Selected passage:
....................

The following blog post, unless otherwise noted, was written by a member of Gamasutra’s community.
The thoughts and opinions expressed are those of the writer and not Gamasutra or its parent company.


This is a modified version of a post that first appeared on Meeple Like Us.

You can read more of my writing over at the Meeple Like Us blog, or the Textual Intercourse blog over at Epitaph Online.  You can some information about my research interests over at my personal homepage, or on my profile at Robert Gordon University.


I haven’t wanted to admit it to myself today but I haven’t really enjoyed my time at the UK Games Expo.

Don’t get me wrong, the first day I was here was fascinating – an array of sights and sounds and colours and activities that gave everything a vaguely otherworldly aura of beckoningly seductive promise.   I thoroughly enjoyed that part – looking into what seemed like a vast hall of endless choices, with everything new and interesting and with options branching out and branching away in ever broadening variety.    From the press event onwards, there was always something new to see.  Sometimes, those things were genuinely astounding   

And sometimes they were the comparatively mundane but excitingly dedicated cosplayers that made reality bend slightly every time they hove into view.   There’s nothing quite as disorienting as stepping aside to let an Uruk-Hai warrior pass on his way to the bathrooms.  I think I managed to keep my head in the right mindset though, and as far as I recall I didn’t try to entice Garrus into weird alien sex through the suggestive promise of heavy weapon calibration.

....................

Provided information:
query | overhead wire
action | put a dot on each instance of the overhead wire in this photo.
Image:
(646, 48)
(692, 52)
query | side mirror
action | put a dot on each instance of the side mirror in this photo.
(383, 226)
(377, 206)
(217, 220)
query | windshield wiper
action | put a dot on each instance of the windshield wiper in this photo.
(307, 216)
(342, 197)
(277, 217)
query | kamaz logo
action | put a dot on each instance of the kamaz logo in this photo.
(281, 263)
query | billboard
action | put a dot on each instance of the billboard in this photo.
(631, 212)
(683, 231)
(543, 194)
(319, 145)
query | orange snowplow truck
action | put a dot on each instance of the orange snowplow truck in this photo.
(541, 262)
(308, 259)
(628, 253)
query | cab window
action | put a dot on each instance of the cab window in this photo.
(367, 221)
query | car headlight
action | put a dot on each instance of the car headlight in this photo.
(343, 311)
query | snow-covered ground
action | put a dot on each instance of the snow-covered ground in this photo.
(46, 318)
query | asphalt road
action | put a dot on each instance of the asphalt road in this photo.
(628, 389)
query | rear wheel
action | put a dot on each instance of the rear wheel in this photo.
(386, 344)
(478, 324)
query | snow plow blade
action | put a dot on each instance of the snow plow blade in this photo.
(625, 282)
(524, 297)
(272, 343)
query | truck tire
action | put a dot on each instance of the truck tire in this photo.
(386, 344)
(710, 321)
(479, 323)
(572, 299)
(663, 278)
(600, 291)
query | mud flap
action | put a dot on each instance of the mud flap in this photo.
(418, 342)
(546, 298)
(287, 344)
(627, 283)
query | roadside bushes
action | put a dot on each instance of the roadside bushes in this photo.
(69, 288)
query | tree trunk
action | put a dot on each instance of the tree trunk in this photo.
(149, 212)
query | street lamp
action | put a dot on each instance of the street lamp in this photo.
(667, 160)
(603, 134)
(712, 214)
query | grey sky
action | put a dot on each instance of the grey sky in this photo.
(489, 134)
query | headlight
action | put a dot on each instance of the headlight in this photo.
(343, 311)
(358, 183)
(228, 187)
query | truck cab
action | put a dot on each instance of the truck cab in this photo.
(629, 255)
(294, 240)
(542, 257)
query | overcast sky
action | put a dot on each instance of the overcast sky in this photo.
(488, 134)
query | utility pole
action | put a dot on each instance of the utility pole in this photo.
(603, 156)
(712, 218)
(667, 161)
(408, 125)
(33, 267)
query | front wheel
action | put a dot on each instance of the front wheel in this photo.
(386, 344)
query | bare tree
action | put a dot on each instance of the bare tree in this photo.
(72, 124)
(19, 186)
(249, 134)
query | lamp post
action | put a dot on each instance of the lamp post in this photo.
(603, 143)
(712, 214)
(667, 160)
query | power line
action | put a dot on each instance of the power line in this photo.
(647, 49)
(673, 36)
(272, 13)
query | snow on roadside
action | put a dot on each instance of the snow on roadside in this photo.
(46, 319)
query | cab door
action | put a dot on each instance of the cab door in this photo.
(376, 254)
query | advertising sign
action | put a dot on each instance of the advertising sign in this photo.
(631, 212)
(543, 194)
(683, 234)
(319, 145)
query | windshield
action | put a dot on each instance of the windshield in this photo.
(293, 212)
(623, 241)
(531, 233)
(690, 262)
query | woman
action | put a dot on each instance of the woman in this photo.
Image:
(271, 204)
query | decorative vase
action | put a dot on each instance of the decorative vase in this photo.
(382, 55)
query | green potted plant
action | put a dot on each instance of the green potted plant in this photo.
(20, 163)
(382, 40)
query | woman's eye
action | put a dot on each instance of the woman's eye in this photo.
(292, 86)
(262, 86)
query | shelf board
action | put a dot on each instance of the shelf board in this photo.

....................

Challenge: Reproduce the UK Games Expo blog post in full, word for word and with the same line breaks.

Solved problem:
The following blog post, unless otherwise noted, was written by a member of Gamasutra’s community.
The thoughts and opinions expressed are those of the writer and not Gamasutra or its parent company.


This is a modified version of a post that first appeared on Meeple Like Us.

You can read more of my writing over at the Meeple Like Us blog, or the Textual Intercourse blog over at Epitaph Online.  You can some information about my research interests over at my personal homepage, or on my profile at Robert Gordon University.


I haven’t wanted to admit it to myself today but I haven’t really enjoyed my time at the UK Games Expo.

Don’t get me wrong, the first day I was here was fascinating – an array of sights and sounds and colours and activities that gave everything a vaguely otherworldly aura of beckoningly seductive promise.   I thoroughly enjoyed that part – looking into what seemed like a vast hall of endless choices, with everything new and interesting and with options branching out and branching away in ever broadening variety.    From the press event onwards, there was always something new to see.  Sometimes, those things were genuinely astounding   

And sometimes they were the comparatively mundane but excitingly dedicated cosplayers that made reality bend slightly every time they hove into view.   There’s nothing quite as disorienting as stepping aside to let an Uruk-Hai warrior pass on his way to the bathrooms.  I think I managed to keep my head in the right mindset though, and as far as I recall I didn’t try to entice Garrus into weird alien sex through the suggestive promise of heavy weapon calibration.